[Trecho da página]
========
02 Dezembro 2024
Hugo Alaniz, sacerdote missionário na Síria: “Aqui é o berço da fé cristã, não sei como nos salvaremos, há muitos abutres sobre este país que já está de joelhos”.
A entrevista é de Domenico Agasso, publicada por La Stampa, 01-12-2024. A tradução é de Luisa Rabolini.
“Dois mísseis acabaram de cair perto de nós, tenho que ir ver como estão as freiras. Você pode me ligar mais tarde? E vamos torcer pelo melhor.” O padre Hugo Alaniz, sacerdote do Instituto do Verbo Encarnado, um missionário de origem argentina na Síria, entrará em contato conosco novamente algumas horas depois. Ele é um dos religiosos que, enquanto todos estão tentando fugir, compreensivelmente, decidiu ficar em Aleppo, uma cidade agora conquistada pelos jihadistas. Com o bispo franciscano Hanna Jallouf, vigário apostólico para os católicos de rito latino, ele foi “visitar algumas de nossas comunidades e continuaremos as nossas rondas nas próximas horas”, disse à Agência Fides. E depois, ao telefone com La Stampa, em meio ao “toque de recolher”, conta sobre a confusão, o terror e a ansiedade com que se vive nestas horas dramáticas e incertas. “As enésimas”.
Padre Alaniz, como está a situação?
Grupos armados de Idlib começaram a sitiar a cidade a oeste, onde estão as universidades e o vicariato latino onde nós, sacerdotes do Verbo Encarnado, vivemos, junto com o bispo dos latinos, D. Jallouf. Essa área é habitada por poucas famílias cristãs, porque muitas fugiram já no início da guerra, em 2011. Perto do vicariato estão as Irmãs Carmelitas e as Missionárias da Caridade, que cuidam de 65 idosos. Nosso trabalho pastoral está concentrado no outro lado da cidade, em um bairro pobre, onde temos uma pequena igreja, a Igreja da Anunciação. Na sexta-feira, quando os guerrilheiros se aproximaram - um míssil caiu a 500 metros da zona universitária -, transferimos os jovens que hospedamos na residência universitária para um abrigo mais seguro, subterrâneo, no lado oposto da cidade. Fiquei aqui, junto com o bispo, também para ficar perto das Irmãs Carmelitas e de Madre Teresa.
E depois, o que aconteceu?
Sexta-feira foi um dia terrível: confrontos sangrentos, tiros por toda parte. Antes da meia-noite, ficamos sabendo que os milicianos haviam tomado a área; no início da manhã, a outra parte da cidade também havia caído. Hoje, quase toda Aleppo está nas mãos deles.
Você e o bispo atravessaram Aleppo: o que viram?
========
[Objetivo do exercício]
Reproduza palavra por palavra o trecho da entrevista sobre Aleppo, acima, que se inicia com "Sexta-feira foi um" e vai até "nas mãos deles.".

(Registros do conjunto de dados de apontamento)
========
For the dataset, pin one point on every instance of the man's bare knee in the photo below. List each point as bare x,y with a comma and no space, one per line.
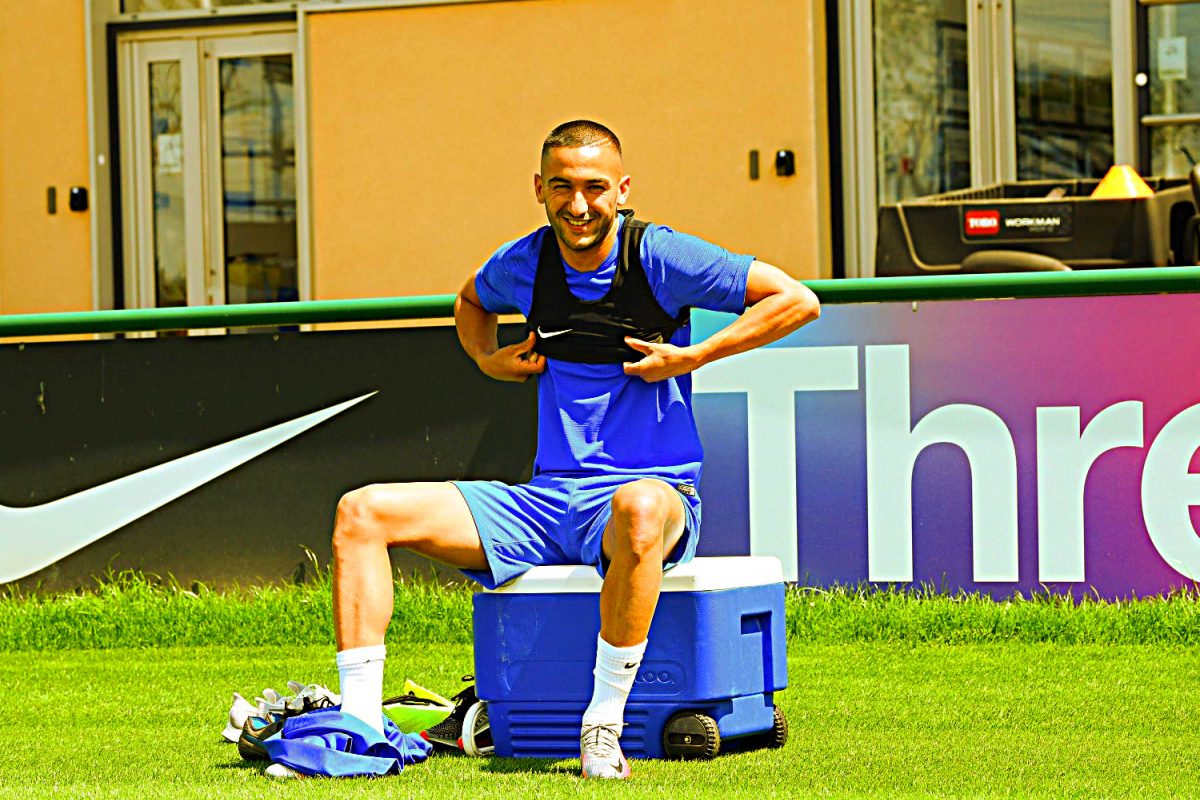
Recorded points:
358,519
640,511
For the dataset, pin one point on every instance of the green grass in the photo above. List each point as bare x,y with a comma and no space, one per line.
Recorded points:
869,720
121,691
129,609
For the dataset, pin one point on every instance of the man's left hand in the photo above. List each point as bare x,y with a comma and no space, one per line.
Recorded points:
661,361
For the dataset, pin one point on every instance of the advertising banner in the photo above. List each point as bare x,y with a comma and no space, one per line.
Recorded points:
996,446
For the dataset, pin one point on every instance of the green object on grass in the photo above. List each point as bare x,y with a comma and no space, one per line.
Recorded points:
418,709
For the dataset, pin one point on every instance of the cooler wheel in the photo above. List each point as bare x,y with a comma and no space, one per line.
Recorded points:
773,738
477,733
778,735
691,735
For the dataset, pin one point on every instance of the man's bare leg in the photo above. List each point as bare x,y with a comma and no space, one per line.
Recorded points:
647,522
427,518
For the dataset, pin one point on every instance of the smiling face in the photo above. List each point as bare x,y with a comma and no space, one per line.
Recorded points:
582,190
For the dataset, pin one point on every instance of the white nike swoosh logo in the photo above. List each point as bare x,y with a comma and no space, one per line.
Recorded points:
37,536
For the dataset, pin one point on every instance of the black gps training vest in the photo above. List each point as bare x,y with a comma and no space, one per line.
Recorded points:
594,331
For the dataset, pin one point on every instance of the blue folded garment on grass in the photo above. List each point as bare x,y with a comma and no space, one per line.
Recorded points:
331,744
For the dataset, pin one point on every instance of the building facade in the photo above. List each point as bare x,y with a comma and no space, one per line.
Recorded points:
208,151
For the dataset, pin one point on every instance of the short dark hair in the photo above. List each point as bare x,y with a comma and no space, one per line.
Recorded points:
580,133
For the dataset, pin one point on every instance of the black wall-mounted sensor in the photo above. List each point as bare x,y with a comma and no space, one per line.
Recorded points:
785,163
78,198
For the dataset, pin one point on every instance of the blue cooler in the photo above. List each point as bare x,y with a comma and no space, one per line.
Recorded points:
715,657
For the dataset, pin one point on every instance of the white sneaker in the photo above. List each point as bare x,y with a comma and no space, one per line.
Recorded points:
306,698
239,713
281,771
600,752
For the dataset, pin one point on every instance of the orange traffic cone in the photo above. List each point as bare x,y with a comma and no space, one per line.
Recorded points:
1121,184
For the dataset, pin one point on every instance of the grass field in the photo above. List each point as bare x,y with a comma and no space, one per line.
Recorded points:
891,696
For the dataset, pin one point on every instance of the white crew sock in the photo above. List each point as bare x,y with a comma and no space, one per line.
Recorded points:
615,673
360,677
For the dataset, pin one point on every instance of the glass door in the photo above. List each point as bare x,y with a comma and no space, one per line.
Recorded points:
942,95
252,160
922,98
1063,88
1171,128
210,174
165,233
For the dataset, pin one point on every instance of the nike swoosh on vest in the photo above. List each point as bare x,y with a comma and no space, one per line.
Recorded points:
36,536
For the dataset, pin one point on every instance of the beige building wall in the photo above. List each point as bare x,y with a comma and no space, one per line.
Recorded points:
45,259
426,125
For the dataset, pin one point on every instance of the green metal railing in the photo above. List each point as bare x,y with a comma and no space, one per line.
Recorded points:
948,287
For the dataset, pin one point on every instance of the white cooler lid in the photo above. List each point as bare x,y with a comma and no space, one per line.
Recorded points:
709,573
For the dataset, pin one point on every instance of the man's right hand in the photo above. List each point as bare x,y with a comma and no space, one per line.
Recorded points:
514,362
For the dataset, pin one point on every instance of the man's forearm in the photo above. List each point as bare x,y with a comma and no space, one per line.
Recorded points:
771,318
475,326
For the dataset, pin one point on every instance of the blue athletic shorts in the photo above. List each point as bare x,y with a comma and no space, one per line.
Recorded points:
555,519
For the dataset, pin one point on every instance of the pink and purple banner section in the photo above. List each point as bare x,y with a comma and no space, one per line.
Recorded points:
990,445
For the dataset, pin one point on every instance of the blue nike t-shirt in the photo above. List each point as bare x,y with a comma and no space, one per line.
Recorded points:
593,417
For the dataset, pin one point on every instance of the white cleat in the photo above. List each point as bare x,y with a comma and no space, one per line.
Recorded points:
600,752
239,713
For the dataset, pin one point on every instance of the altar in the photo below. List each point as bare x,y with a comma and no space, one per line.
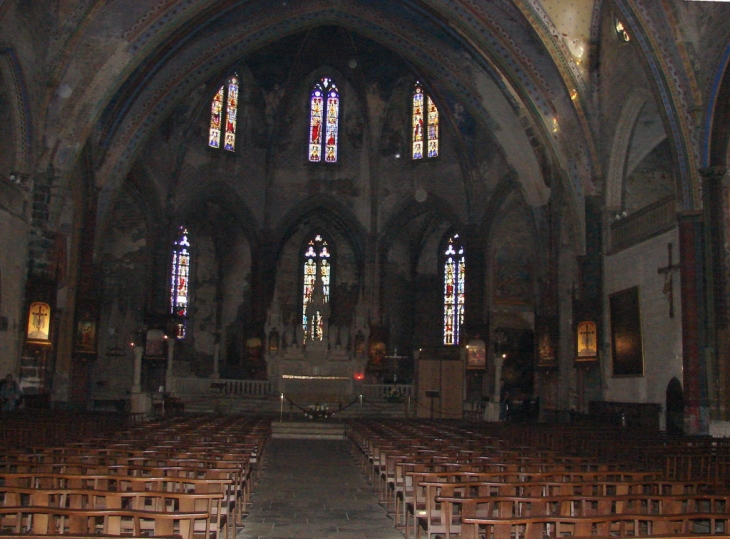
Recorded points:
313,359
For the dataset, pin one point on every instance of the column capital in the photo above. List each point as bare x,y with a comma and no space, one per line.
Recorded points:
690,216
713,173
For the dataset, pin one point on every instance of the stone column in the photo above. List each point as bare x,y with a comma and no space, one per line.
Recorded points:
169,375
137,380
492,411
141,403
696,413
715,193
498,362
216,361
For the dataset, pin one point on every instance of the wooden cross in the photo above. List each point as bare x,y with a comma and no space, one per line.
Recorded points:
668,272
587,337
38,317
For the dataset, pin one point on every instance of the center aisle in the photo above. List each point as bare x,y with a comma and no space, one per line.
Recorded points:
313,489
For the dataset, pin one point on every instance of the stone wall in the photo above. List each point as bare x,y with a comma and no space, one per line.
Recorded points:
662,335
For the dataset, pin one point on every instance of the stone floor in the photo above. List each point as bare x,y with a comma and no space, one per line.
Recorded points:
312,489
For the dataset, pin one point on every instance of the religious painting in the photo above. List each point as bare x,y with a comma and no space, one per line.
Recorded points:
========
[Resultado da tarefa]
Sexta-feira foi um dia terrível: confrontos sangrentos, tiros por toda parte. Antes da meia-noite, ficamos sabendo que os milicianos haviam tomado a área; no início da manhã, a outra parte da cidade também havia caído. Hoje, quase toda Aleppo está nas mãos deles.